-- GIVEN DATA follows --

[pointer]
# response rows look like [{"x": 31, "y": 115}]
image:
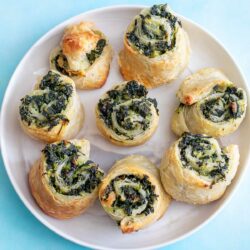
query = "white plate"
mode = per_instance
[{"x": 94, "y": 228}]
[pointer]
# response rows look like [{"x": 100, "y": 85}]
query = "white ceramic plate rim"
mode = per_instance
[{"x": 23, "y": 198}]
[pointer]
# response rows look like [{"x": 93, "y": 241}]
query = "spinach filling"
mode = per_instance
[
  {"x": 127, "y": 110},
  {"x": 62, "y": 65},
  {"x": 95, "y": 53},
  {"x": 223, "y": 105},
  {"x": 198, "y": 153},
  {"x": 154, "y": 31},
  {"x": 134, "y": 195},
  {"x": 44, "y": 108},
  {"x": 68, "y": 170}
]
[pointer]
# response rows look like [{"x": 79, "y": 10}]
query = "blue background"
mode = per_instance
[{"x": 24, "y": 22}]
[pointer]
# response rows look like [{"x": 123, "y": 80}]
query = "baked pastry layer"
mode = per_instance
[
  {"x": 210, "y": 104},
  {"x": 132, "y": 193},
  {"x": 84, "y": 55},
  {"x": 195, "y": 169},
  {"x": 52, "y": 111},
  {"x": 156, "y": 47},
  {"x": 126, "y": 116},
  {"x": 64, "y": 181}
]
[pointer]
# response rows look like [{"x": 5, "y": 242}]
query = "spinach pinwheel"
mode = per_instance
[
  {"x": 156, "y": 47},
  {"x": 84, "y": 55},
  {"x": 53, "y": 110},
  {"x": 126, "y": 116},
  {"x": 210, "y": 104},
  {"x": 132, "y": 193},
  {"x": 195, "y": 169},
  {"x": 64, "y": 181}
]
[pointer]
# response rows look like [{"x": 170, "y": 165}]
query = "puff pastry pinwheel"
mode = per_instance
[
  {"x": 64, "y": 182},
  {"x": 210, "y": 104},
  {"x": 84, "y": 55},
  {"x": 126, "y": 116},
  {"x": 156, "y": 47},
  {"x": 195, "y": 169},
  {"x": 53, "y": 110},
  {"x": 132, "y": 193}
]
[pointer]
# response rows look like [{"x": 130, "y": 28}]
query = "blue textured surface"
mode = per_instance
[{"x": 23, "y": 22}]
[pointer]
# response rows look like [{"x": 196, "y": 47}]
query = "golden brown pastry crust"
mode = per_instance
[
  {"x": 55, "y": 204},
  {"x": 74, "y": 45},
  {"x": 153, "y": 72},
  {"x": 196, "y": 91},
  {"x": 121, "y": 140},
  {"x": 64, "y": 130},
  {"x": 186, "y": 185},
  {"x": 139, "y": 166}
]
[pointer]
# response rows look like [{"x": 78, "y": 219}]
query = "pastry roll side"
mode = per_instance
[
  {"x": 156, "y": 47},
  {"x": 84, "y": 55},
  {"x": 210, "y": 104},
  {"x": 53, "y": 110},
  {"x": 132, "y": 193},
  {"x": 64, "y": 182},
  {"x": 195, "y": 169}
]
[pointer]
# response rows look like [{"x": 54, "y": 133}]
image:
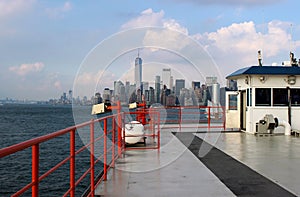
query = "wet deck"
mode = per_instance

-- GIVEN DATA concluded --

Only the pictures should be left out; the rest of the material above must be repeated exactly.

[pointer]
# response rows look like [{"x": 31, "y": 115}]
image:
query = "white plate"
mode = per_instance
[{"x": 94, "y": 228}]
[pointer]
# response rows look like [{"x": 100, "y": 85}]
query = "white ceramic plate rim"
mode = per_instance
[{"x": 23, "y": 198}]
[pointer]
# response rows look like [{"x": 93, "y": 241}]
query = "spinach filling"
mode = per_instance
[
  {"x": 127, "y": 110},
  {"x": 62, "y": 65},
  {"x": 95, "y": 53},
  {"x": 223, "y": 105},
  {"x": 198, "y": 153},
  {"x": 154, "y": 31},
  {"x": 134, "y": 195},
  {"x": 44, "y": 108},
  {"x": 68, "y": 170}
]
[pointer]
# response rows look like [{"x": 79, "y": 10}]
query = "blue background"
mode = per_instance
[{"x": 24, "y": 22}]
[pointer]
# response rows look like [{"x": 123, "y": 80}]
query = "baked pastry layer"
mode = per_instance
[
  {"x": 210, "y": 104},
  {"x": 132, "y": 193},
  {"x": 84, "y": 55},
  {"x": 195, "y": 169},
  {"x": 52, "y": 111},
  {"x": 156, "y": 47},
  {"x": 126, "y": 116},
  {"x": 64, "y": 181}
]
[pointer]
# response rows look like [{"x": 5, "y": 242}]
query = "spinach pinwheel"
mode = per_instance
[
  {"x": 156, "y": 47},
  {"x": 84, "y": 55},
  {"x": 53, "y": 110},
  {"x": 126, "y": 116},
  {"x": 210, "y": 104},
  {"x": 132, "y": 193},
  {"x": 195, "y": 169},
  {"x": 64, "y": 181}
]
[pointer]
# response rows look like [{"x": 170, "y": 165}]
query = "puff pastry pinwheel"
mode = per_instance
[
  {"x": 64, "y": 182},
  {"x": 210, "y": 104},
  {"x": 84, "y": 55},
  {"x": 126, "y": 116},
  {"x": 156, "y": 47},
  {"x": 195, "y": 169},
  {"x": 53, "y": 110},
  {"x": 132, "y": 193}
]
[pointer]
# response rows look like [{"x": 130, "y": 28}]
query = "blue textured surface"
mode = per_instance
[{"x": 23, "y": 22}]
[pointer]
# response rows look like [{"x": 196, "y": 47}]
query = "golden brown pastry crust"
mode = per_instance
[
  {"x": 55, "y": 204},
  {"x": 74, "y": 45},
  {"x": 153, "y": 72},
  {"x": 196, "y": 91},
  {"x": 121, "y": 140},
  {"x": 64, "y": 130},
  {"x": 186, "y": 185},
  {"x": 139, "y": 166}
]
[pointer]
# response rows look like [{"x": 78, "y": 219}]
query = "pastry roll side"
mode = per_instance
[
  {"x": 156, "y": 47},
  {"x": 84, "y": 55},
  {"x": 210, "y": 104},
  {"x": 53, "y": 110},
  {"x": 132, "y": 193},
  {"x": 64, "y": 182},
  {"x": 195, "y": 169}
]
[pointer]
# response rows look like [{"x": 54, "y": 133}]
image:
query = "wet deck"
mode = per_instance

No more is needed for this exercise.